Excerpts from a dataset
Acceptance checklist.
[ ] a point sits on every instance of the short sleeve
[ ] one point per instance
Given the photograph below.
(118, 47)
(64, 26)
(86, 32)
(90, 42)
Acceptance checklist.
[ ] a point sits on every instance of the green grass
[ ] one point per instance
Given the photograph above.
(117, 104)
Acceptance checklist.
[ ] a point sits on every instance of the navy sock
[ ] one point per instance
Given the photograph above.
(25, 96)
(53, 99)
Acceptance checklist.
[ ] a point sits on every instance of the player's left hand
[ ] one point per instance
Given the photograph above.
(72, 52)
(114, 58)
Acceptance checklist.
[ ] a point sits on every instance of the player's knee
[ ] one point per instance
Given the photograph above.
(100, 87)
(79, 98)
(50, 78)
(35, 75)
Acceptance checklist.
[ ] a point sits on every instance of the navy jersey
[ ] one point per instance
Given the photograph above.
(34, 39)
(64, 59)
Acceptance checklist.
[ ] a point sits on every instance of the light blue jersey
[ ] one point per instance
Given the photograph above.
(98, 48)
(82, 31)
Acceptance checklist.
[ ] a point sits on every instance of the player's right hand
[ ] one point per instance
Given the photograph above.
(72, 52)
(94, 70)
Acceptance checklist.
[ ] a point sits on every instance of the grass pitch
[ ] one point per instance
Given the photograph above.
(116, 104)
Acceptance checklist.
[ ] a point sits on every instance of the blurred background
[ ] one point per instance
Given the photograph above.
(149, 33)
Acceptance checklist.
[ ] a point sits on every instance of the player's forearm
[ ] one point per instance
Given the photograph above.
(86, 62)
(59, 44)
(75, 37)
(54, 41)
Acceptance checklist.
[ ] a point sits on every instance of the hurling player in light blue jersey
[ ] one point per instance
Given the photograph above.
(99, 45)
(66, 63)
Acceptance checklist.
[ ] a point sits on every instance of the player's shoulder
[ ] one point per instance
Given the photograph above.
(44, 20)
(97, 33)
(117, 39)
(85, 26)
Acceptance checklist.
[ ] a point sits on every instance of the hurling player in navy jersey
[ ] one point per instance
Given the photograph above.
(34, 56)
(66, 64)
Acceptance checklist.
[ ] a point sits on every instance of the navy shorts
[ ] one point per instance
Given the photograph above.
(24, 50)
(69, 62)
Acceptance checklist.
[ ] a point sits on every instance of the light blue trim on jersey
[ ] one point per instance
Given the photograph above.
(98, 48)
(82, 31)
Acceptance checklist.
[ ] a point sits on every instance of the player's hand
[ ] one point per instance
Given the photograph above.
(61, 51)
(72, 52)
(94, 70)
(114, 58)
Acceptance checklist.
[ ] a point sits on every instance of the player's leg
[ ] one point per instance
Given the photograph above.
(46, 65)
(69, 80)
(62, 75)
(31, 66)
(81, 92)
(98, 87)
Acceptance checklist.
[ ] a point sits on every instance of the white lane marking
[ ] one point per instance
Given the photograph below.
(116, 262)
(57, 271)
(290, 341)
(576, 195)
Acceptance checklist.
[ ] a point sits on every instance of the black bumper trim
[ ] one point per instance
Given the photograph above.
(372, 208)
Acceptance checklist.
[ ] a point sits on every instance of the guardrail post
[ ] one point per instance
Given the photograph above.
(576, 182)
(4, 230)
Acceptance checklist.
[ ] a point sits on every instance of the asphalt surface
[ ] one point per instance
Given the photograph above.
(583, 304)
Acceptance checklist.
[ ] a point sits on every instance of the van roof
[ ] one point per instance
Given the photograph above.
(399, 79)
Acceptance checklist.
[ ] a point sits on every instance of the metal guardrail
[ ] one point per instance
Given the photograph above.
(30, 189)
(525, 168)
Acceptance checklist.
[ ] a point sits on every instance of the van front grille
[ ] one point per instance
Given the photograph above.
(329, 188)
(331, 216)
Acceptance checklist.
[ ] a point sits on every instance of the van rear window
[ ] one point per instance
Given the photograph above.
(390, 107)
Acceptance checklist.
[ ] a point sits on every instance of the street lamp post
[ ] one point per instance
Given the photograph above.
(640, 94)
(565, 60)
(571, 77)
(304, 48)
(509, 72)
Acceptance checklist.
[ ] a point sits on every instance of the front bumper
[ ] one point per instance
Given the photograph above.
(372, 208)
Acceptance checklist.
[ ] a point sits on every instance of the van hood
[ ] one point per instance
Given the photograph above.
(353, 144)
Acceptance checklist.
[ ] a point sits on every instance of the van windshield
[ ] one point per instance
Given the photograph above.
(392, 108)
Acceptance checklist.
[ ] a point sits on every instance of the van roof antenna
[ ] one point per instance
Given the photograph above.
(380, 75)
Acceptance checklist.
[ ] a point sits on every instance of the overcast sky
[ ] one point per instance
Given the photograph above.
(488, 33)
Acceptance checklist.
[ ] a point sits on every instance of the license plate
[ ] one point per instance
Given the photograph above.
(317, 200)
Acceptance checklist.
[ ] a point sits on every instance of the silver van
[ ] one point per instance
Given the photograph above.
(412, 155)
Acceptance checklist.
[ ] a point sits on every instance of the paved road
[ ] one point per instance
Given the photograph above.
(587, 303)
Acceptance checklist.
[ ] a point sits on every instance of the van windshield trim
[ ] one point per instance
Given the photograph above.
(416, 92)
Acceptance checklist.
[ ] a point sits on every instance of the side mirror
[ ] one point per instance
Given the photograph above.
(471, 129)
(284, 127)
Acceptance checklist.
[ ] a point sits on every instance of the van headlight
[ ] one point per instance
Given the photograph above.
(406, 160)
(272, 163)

▸ Instructions to follow
Write out the data above once more, exactly as it stands.

▸ Task answer
Acceptance checklist.
[ ] a point sits on every instance of the short sleeve
[ ] one point per instance
Given the photograph below.
(118, 47)
(64, 26)
(86, 32)
(90, 42)
Acceptance checklist.
[ ] a point sits on every instance of the green grass
[ ] one point per instance
Given the photograph above.
(117, 104)
Acceptance checklist.
[ ] a point sits on every instance of the navy sock
[ ] one point per instance
Given the photograph above.
(25, 96)
(53, 99)
Acceptance checklist.
[ ] a point sits on every instance of the player's left hand
[ ] one point per instance
Given the photograph above.
(72, 52)
(114, 58)
Acceptance checklist.
[ ] a point sits on every instance of the player's knee
[ ] one point per instance
Given the photograph above.
(100, 87)
(79, 98)
(50, 78)
(35, 75)
Acceptance checklist.
[ ] a point sits on every instance of the navy jersey
[ ] one point per instance
Given the photograph above.
(34, 39)
(64, 59)
Acceptance checklist.
[ ] a point sits on every instance of the light blue jersey
[ ] one point per instance
Given the photograph above.
(98, 48)
(82, 31)
Acceptance checklist.
[ ] a point sits on every instance of the player's right hand
[ ] one point per instance
Given the photograph above.
(72, 52)
(94, 70)
Acceptance checklist.
[ ] a point sits on every instance of the grass pitch
[ ] one point per instance
Given the photograph above.
(116, 104)
Acceptance checklist.
[ ] a point sits on every instance of the blurred background
[ ] one point per instance
Given the photograph above.
(149, 33)
Acceptance checklist.
[ ] a point sits on every instance of the player's forearm
[ ] one point per instance
Given the photograph above.
(86, 62)
(59, 44)
(75, 37)
(54, 41)
Acceptance checklist.
[ ] a point sits on every instance of the hurling player in light blue jersey
[ ] one point per instance
Given the photograph above.
(99, 45)
(66, 63)
Acceptance checklist.
[ ] a point sits on every instance of the player's shoulder
[ ] one point per instance
Given the photograph above.
(44, 20)
(97, 33)
(117, 39)
(85, 26)
Acceptance checklist.
[ ] a point sits on every instance of the hurling player in navy jersey
[ ] one point per instance
Given the photograph above.
(34, 56)
(66, 64)
Acceptance checklist.
[ ] a point sits on every instance of the navy shorts
[ ] one point per instance
Given the photograph above.
(24, 50)
(69, 62)
Acceptance checklist.
[ ] a point sits on every instance of the light blue trim on jersey
[ ] one point per instance
Given the photograph above.
(98, 48)
(82, 31)
Acceptance checklist.
[ ] a point sits on every instance of the player's hand
[ ] one point per instance
Given the photograph above.
(61, 51)
(72, 52)
(94, 70)
(114, 58)
Acceptance checklist.
[ ] a point sits on every instance of the player's leg
[ ] one point per instance
Given the photograph above.
(46, 65)
(69, 80)
(62, 75)
(31, 66)
(81, 92)
(98, 87)
Acceptance checklist.
[ ] a point sits on every instance of the white lane marking
[ ] one point per instance
Given the photograph below.
(116, 262)
(57, 271)
(290, 341)
(576, 195)
Acceptance checklist.
[ ] a point sits on every instance of the black bumper trim
[ ] one point per instance
Given the photograph above.
(372, 208)
Acceptance checklist.
[ ] a point sits on every instance of the guardrail post
[ ] one point per instance
Given the photograph above.
(576, 182)
(4, 230)
Acceptance checklist.
[ ] a point sits on every instance of the asphalt surface
[ ] one point per instance
Given the photograph above.
(583, 304)
Acceptance checklist.
[ ] a point sits on every instance of the van roof
[ ] one point per instance
Given the photograph above.
(399, 79)
Acceptance checklist.
[ ] a point sits on every instance of the metal guardrail
[ ] one point per instance
Given the photograph above.
(30, 189)
(525, 168)
Acceptance checklist.
[ ] a point sits on every instance of the van front grille
[ ] one point per instance
Given the photograph above.
(329, 188)
(331, 216)
Acceptance checklist.
[ ] a point sits on every instance of the van rear window
[ ] one point per instance
Given the photograph above.
(390, 107)
Acceptance checklist.
[ ] a point sits on every instance of the street lamp post
[ ] one point per instance
Given the photograph above.
(640, 94)
(565, 60)
(571, 77)
(304, 48)
(509, 72)
Acceptance checklist.
[ ] a point sits on every instance of the front bumper
[ ] one point per instance
Given the photograph above.
(372, 208)
Acceptance checklist.
[ ] a point sits on every instance of the van hood
[ ] one point per instance
Given the photograph above.
(353, 144)
Acceptance checklist.
[ ] a point sits on every instance of the van windshield
[ ] one point per instance
Given the photograph above.
(392, 108)
Acceptance checklist.
[ ] a point sits on every instance of the van roof antenna
[ ] one point per instance
Given the photograph above.
(380, 75)
Acceptance checklist.
[ ] a point sits on every instance of the overcast sky
[ ] one point per instance
Given the photograph above.
(488, 33)
Acceptance checklist.
[ ] a point sits on every instance of the license plate
[ ] one point per instance
Given the photograph above.
(317, 200)
Acceptance checklist.
[ ] a point sits on every instance of the silver van
[ ] one point per instance
Given the photograph above.
(412, 155)
Acceptance checklist.
[ ] a point sits on every instance of the paved road
[ ] one point per instance
Given the photograph above.
(587, 303)
Acceptance checklist.
[ ] a point sits on every instance of the van windshield trim
[ ] one point per instance
Given the photograph above.
(416, 92)
Acceptance checklist.
[ ] a point sits on every instance of the side mirror
[ ] one point per instance
Given the photograph above.
(471, 129)
(284, 127)
Acceptance checklist.
[ ] a point sits on every instance of the van headlight
[ ] one point per instance
Given the photograph above.
(406, 160)
(272, 163)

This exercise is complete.